··· Provided records ···

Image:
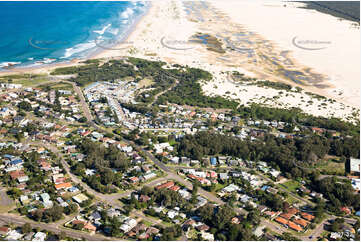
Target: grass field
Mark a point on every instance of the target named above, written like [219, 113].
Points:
[57, 86]
[292, 185]
[330, 167]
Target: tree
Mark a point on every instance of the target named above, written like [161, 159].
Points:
[26, 228]
[24, 105]
[62, 235]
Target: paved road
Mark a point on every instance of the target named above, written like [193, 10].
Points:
[9, 218]
[170, 174]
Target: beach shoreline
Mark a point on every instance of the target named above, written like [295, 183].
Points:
[46, 67]
[173, 19]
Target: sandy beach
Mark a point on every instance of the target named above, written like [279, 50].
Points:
[261, 39]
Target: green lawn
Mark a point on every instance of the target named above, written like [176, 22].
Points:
[25, 80]
[147, 223]
[330, 167]
[292, 185]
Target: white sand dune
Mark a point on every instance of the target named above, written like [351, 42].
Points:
[339, 60]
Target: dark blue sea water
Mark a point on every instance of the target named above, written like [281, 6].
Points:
[33, 33]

···

_Task_. Only lines with the string "like" are wanted; please find each one in the listing and copy it.

_Result of this task_.
Mark a point on every instance of the target named above, written like [219, 113].
Mark a point on every instance of the target named above, written like [161, 159].
Mark a point on every instance of the target named above, written like [193, 10].
Mark a point on every instance of the target named above, written like [295, 183].
Mark a point on every instance of the target named above, written like [279, 50].
Mark a point on every instance of the target named above, written like [176, 22].
Mark a point on every instance of the target named above, written like [351, 42].
Mark a point on every instance of the target named above, written like [281, 6].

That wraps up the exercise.